GOAL OF THE EXERCISE: Your response should consist of the records below, repeated exactly.

INFORMATION GIVEN:
★ ★ ★ ★

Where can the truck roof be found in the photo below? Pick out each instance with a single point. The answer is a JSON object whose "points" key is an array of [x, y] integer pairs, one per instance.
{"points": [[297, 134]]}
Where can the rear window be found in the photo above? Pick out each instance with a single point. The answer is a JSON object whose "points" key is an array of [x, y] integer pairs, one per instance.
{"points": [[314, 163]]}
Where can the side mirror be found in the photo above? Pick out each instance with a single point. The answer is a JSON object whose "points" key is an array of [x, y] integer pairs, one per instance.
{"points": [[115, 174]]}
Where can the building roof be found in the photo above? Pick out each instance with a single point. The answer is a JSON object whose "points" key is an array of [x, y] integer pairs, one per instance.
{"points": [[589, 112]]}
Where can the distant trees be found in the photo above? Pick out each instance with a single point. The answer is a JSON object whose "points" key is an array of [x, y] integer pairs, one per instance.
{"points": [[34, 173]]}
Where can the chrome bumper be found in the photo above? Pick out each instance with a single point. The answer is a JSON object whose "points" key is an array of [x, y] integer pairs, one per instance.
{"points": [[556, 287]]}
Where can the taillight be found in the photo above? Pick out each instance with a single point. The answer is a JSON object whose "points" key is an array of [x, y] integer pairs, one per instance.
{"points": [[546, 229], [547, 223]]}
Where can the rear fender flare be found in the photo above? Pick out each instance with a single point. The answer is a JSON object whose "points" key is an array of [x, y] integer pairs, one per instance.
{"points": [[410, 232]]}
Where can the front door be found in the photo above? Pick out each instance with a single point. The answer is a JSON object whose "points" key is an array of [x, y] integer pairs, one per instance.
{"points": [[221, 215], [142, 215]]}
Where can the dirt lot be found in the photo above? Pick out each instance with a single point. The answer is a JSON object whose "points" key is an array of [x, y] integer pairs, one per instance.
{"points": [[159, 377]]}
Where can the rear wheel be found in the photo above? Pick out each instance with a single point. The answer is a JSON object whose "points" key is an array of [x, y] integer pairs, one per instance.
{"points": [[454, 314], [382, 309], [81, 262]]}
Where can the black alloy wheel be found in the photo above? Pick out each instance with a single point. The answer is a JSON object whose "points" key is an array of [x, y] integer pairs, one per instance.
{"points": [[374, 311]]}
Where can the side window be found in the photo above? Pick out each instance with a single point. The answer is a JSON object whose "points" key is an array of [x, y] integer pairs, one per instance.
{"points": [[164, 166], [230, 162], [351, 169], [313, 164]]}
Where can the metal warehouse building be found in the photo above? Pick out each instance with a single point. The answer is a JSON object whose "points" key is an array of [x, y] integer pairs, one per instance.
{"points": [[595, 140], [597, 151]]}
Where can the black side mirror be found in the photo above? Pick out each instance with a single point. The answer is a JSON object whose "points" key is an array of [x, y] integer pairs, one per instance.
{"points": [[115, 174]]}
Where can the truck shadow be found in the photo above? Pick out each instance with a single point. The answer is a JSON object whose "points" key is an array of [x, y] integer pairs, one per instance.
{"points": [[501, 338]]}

★ ★ ★ ★

TASK OUTPUT:
Where can the truck roof be found in the photo below? Pick out each instance with a single point. The answer is a JSON object whose "points" key is an array of [x, y] integer pairs, one per instance.
{"points": [[297, 134]]}
Where can the rear window be found in the photo above? Pick out each instance with a single point. The answer is a JSON object whose "points" key is an array of [x, y] integer pairs, one per instance.
{"points": [[314, 163]]}
Where can the side mirror be found in the photo above? Pick out each instance with a single point. The answer is a JSON object whose "points" key is an array of [x, y] integer pairs, one per instance.
{"points": [[115, 174]]}
Where can the building roof be found in the photo above? Pick out each instance with a single point. The answer is a JSON object whose "points" key is an array of [x, y] integer pairs, one per instance.
{"points": [[589, 112]]}
Where can the distant trees be found in the photo above? Pick out each instance with a single point. The answer is a JSON object whose "points" key is an array of [x, y] integer pairs, one per instance.
{"points": [[34, 173]]}
Where can the chrome bumper be found in the photo above? Pick out each instance with a single point. The answer is a JSON object whose "points" key is an array of [x, y] integer pairs, one per instance.
{"points": [[556, 287]]}
Where can the taillight be found in the photo above? Pick out each instance with a single point. The answer is a JSON object whose "points" key is an array of [x, y] integer pairs, one per instance.
{"points": [[546, 229], [547, 223]]}
Where can the rear fender flare be found in the photo above? Pick out each instance with a single point. The answer is a JSON object whose "points" key is an array of [x, y] integer pairs, one per instance.
{"points": [[410, 232]]}
Where can the front door be found in the photo above? Pick out each instance with a single point. The answer is a JSON object whose "points" key is an array of [x, y] integer pairs, one per instance.
{"points": [[221, 215], [142, 215]]}
Where can the dirt lot be found in the photo above? Pick out each instance with a single point. The answer is a JSON object whose "points" key is an array of [x, y] integer pairs, one per instance.
{"points": [[159, 377]]}
Where can the rear wheel be found in the photo above? Pick out each instance with a single point. The answer is a JSON object whose "points" key is an array of [x, y] integer pairs, one per instance.
{"points": [[454, 314], [382, 309], [81, 262]]}
Where can the black alloy wheel be found in the photo above? Pick out each instance with a single point. The answer is a JSON object whose "points" key is an array of [x, y] integer pairs, one per instance.
{"points": [[374, 311]]}
Where can the side window be found in the photo above? Pick out each instance with a single point. The answer is a JSON object whose "points" key is an array of [x, y] integer pairs, one per instance.
{"points": [[164, 166], [230, 162], [351, 169], [313, 164]]}
Where can the metal warehouse building be found in the photo above? Pick out each instance with a single point. The answer is a JSON object whose "points" key is an array of [x, y] integer pairs, one per instance.
{"points": [[595, 140], [597, 151]]}
Where can the black side mirror be found in the photo above? Pick out each instance with a single point. The answer is a JSON object whose "points" key is an array of [x, y] integer pairs, one per instance.
{"points": [[115, 174]]}
Where can the truck shadow be found in the photo above? Pick out each instance with a single point. The answer is a JSON object whose "points" key is an array of [x, y] integer pairs, one per instance.
{"points": [[501, 338]]}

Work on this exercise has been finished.